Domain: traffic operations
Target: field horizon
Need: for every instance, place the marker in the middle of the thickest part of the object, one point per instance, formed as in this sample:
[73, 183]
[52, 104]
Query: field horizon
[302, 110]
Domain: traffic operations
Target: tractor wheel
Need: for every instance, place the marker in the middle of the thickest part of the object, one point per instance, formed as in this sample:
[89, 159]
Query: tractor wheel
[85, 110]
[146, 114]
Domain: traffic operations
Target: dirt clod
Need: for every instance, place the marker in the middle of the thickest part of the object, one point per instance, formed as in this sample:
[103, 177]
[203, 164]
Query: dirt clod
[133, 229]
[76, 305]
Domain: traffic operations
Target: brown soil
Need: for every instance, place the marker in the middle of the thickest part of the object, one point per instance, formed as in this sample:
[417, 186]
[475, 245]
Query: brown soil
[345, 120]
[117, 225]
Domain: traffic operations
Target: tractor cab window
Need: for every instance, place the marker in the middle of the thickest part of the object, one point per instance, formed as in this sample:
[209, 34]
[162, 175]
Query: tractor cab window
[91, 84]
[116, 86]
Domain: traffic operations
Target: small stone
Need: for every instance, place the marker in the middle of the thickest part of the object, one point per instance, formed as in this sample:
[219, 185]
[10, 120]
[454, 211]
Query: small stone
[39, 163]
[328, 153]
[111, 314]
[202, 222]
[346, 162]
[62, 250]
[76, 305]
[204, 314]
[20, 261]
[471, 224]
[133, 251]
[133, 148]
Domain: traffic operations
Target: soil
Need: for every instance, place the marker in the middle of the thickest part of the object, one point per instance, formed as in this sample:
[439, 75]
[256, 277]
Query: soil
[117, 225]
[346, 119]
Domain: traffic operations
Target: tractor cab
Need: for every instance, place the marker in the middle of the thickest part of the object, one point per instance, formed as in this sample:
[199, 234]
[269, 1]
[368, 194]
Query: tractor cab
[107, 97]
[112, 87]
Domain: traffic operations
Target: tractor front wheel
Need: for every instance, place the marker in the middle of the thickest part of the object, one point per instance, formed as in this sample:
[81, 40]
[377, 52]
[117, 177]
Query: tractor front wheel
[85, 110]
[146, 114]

### TASK DESCRIPTION
How many lines in the items above contain the word "Target", with case counting? Give only the number.

### IN RESPONSE
9